Forum FAQ Szukaj Użytkownicy Rejestracja Statystyki Profil Zaloguj Albumy Kontakt

Poprzedni temat «» Następny temat

Trzy dni chamówy...

Autor Wiadomość
Basia Z. 


Dołączyła: 06 Wrz 2013
Posty: 3550
Skąd: Chorzów
Wysłany: 2014-07-14, 13:44   

Pudelek napisał/a:
przykład Soszowa to idealny komentarz dla tych, którzy uważają, że PTTK to samo zło. Ich schroniska są, jakie są, ale raczej takiej sytuacji (rezerwacja, a obiekt zamknięty) by nie było... za to w prywatnych to sobie robią co chcą


Schroniska PTTK to w ogóle powinny być otwarte cały czas bez względu na rezerwacje. W końcu zawsze może przyjść ktoś bez rezerwacji.
Znam jeden przypadek kiedy tak nie było (tzn. schronisko było zimą zamknięte), z winy dzierżawcy.
Była o to wielka haja na szczeblu Zarządu Głównego PTTK i dzierżawcy wypowiedziano umowę.
Chodziło konkretnie o Łabowską.

Ale prywatne są schroniska i "schroniska", jak już pisałam. Zależy kto prowadzi.
Osobiście mam swoje typy zarówno na duży "+" jak i na duży "-".

Na schroniska PTTK narzekają przede wszystkim dzierżawcy, bo PTTK łupi z nich kasę bez opamiętania. A w małym beskidzkim schronisku utarg jest niewielki.
_________________
http://www.pilot-przewodnik.org/
 
 
Pudelek


Dołączył: 08 Lip 2013
Posty: 8326
Skąd: Oberschlesien
Wysłany: 2014-07-14, 13:49   

Basia Z. napisał/a:
Na schroniska PTTK narzekają przede wszystkim dzierżawcy, bo PTTK łupi z nich kasę bez opamiętania


tyle, że o tym wiedzieli wchodząc do schroniska jako dzierżawca. Przecież nikt dzierżawcy nie zmusza aby prowadził schronisko...
_________________
Staliśmy nad przepaścią, ale zrobiliśmy wielki krok naprzód!
 
 
Basia Z. 


Dołączyła: 06 Wrz 2013
Posty: 3550
Skąd: Chorzów
Wysłany: 2014-07-14, 14:33   

Pudelek napisał/a:
Basia Z. napisał/a:
Na schroniska PTTK narzekają przede wszystkim dzierżawcy, bo PTTK łupi z nich kasę bez opamiętania


tyle, że o tym wiedzieli wchodząc do schroniska jako dzierżawca. Przecież nikt dzierżawcy nie zmusza aby prowadził schronisko...

_CEL ĆWICZENIA_
Rozwiń dalej forumową dyskusję o schroniskach PTTK, zaczynając tuż po jej ostatnim zdaniu. Rekordy nie odgrywają tu żadnej roli.

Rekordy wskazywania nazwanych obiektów

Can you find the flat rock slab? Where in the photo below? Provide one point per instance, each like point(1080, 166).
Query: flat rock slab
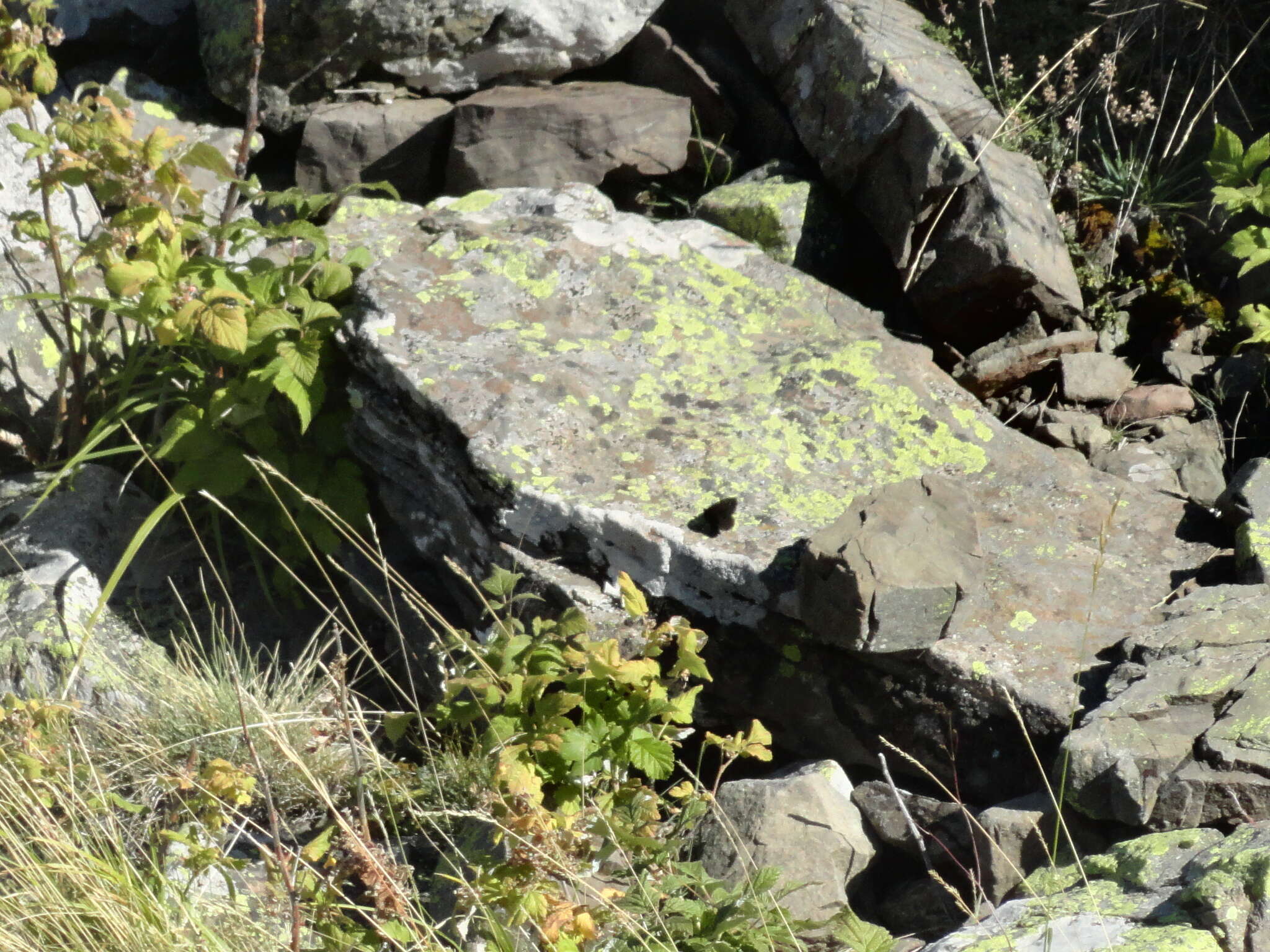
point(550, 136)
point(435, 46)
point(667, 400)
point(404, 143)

==

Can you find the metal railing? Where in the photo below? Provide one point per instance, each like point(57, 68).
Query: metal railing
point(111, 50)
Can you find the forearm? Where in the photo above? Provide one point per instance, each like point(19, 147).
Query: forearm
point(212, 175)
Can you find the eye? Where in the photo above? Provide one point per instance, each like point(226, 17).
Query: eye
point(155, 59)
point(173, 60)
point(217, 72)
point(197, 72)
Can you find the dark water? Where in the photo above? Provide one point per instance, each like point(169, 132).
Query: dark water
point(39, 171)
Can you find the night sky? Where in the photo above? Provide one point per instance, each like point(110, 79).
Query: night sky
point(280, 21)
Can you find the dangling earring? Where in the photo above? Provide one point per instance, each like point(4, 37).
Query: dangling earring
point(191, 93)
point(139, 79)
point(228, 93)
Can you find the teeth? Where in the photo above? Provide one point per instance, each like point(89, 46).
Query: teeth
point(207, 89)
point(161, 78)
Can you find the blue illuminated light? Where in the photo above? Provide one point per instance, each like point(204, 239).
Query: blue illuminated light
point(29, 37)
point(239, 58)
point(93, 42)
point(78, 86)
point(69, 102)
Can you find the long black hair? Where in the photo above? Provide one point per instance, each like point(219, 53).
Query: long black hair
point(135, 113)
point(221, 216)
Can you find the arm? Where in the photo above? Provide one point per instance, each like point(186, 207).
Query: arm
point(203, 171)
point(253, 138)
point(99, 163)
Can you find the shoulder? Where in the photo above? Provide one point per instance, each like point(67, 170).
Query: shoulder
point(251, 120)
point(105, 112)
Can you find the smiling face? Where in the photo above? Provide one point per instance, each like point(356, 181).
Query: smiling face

_WYNIK ZADANIA_
Czasem zdaje mi się, że w tych przetargach o dzierżawę startują ludzie, którzy są pasjonatami turystyki, ale bez pojęcia o gospodarowaniu pieniędzmi i obiektem.
Zresztą jak w każdym biznesie, nie brakuje fantastów. Tylko w każdym nie jest to aż tak widoczne "na zewnątrz".
Bo jak splajtuje sklepik to wiedzą o tym najbliżsi sąsiedzi, a jak dzierżawca schroniska - to od razu cała "turystyczna" Polska.

W tym sensie właściciele schronisk prywatnych mają łatwiej, bo schronisko (jako budynek) jest ich i jak im się przestanie opłacać to po prostu zamkną obiekt.
A każdy nawet niewielki zysk mają na swój "+" (nie liczę takich spraw jak podatki od nieruchomości, ewentualne inwestycje itd.).
Dlatego schroniska prywatne "trzymają się" z reguły dłużej, bo ludzie którzy traktują to poważnie inwestują na swoim a w PTTK-owskiech często dzierżawcy zmieniają się dosłownie co rok.
_________________
http://www.pilot-przewodnik.org/
 
 
Piotrek 


Wiek: 48
Dołączył: 06 Lip 2013
Posty: 10872
Skąd: Żywiec-Sienna
Wysłany: 2014-07-14, 17:47   

Pół biedy, gdy w pobliżu jest coś innego na nocleg, jak się Darkowi trafiło, bo gdyby chłop przemoknięty przyszedł późną porą a w pobliżu nie było nic innego to pozamiatane.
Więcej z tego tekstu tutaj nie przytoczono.